**Aim of the task**
Copy every one of the following lines character for character, changing nothing.

━━ Information shown ━━

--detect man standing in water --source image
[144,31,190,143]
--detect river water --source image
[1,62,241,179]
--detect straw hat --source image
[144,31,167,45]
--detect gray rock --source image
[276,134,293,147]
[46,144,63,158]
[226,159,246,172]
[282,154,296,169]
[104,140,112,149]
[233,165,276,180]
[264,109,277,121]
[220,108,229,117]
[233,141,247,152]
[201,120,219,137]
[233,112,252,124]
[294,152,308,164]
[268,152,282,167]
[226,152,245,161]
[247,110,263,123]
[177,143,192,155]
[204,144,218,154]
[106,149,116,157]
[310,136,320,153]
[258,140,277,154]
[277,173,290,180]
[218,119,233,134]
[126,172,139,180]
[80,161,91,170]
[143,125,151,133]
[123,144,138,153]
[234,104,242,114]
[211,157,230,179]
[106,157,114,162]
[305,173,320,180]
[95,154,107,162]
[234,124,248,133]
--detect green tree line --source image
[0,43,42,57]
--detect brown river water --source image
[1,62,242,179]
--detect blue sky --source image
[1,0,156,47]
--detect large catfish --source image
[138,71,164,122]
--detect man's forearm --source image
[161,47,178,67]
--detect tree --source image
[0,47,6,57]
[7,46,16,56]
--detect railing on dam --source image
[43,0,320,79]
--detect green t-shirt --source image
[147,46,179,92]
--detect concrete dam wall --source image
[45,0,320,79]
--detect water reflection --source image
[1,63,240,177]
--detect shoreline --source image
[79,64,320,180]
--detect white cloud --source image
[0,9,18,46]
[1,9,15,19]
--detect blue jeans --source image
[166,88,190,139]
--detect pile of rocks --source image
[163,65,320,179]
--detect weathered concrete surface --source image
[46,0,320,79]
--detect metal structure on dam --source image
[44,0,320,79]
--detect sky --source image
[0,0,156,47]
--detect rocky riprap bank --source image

━━━

**Result of the exercise**
--detect man standing in water --source image
[144,31,190,143]
--detect river water --source image
[1,62,241,179]
--detect straw hat --source image
[144,31,167,45]
--detect gray rock --source image
[276,134,293,147]
[46,144,63,158]
[226,159,246,172]
[282,154,296,169]
[104,140,112,149]
[233,165,276,180]
[264,109,277,121]
[220,108,229,117]
[233,141,247,152]
[201,120,219,137]
[233,112,252,124]
[294,152,308,164]
[268,152,282,167]
[226,152,245,161]
[247,110,263,123]
[177,143,192,155]
[204,144,218,154]
[106,149,116,157]
[310,136,320,153]
[258,140,277,154]
[277,173,290,180]
[218,119,233,134]
[126,172,139,180]
[80,161,91,170]
[143,125,151,133]
[123,144,138,153]
[234,104,242,114]
[211,157,230,179]
[106,157,114,162]
[305,173,320,180]
[95,154,107,162]
[234,124,248,133]
--detect green tree line --source image
[0,43,42,57]
--detect brown river water --source image
[1,62,242,179]
--detect blue sky --source image
[1,0,156,47]
--detect large catfish --source image
[138,71,164,122]
--detect man's forearm --source image
[161,47,178,67]
--detect tree --source image
[0,47,6,57]
[7,46,16,56]
--detect railing on dam --source image
[43,0,320,79]
--detect green t-shirt --source image
[147,46,179,92]
--detect concrete dam wall --source image
[45,0,320,79]
--detect water reflection --source image
[1,63,240,177]
--detect shoreline --source image
[79,64,320,180]
--detect white cloud --source image
[0,9,18,46]
[1,9,15,19]
--detect blue jeans --source image
[166,88,190,139]
--detect pile of rocks --source image
[163,65,320,179]
--detect weathered concrete surface --source image
[46,0,320,79]
--detect metal structure on dam --source image
[44,0,320,79]
--detect sky --source image
[0,0,156,47]
--detect rocky riprap bank --source image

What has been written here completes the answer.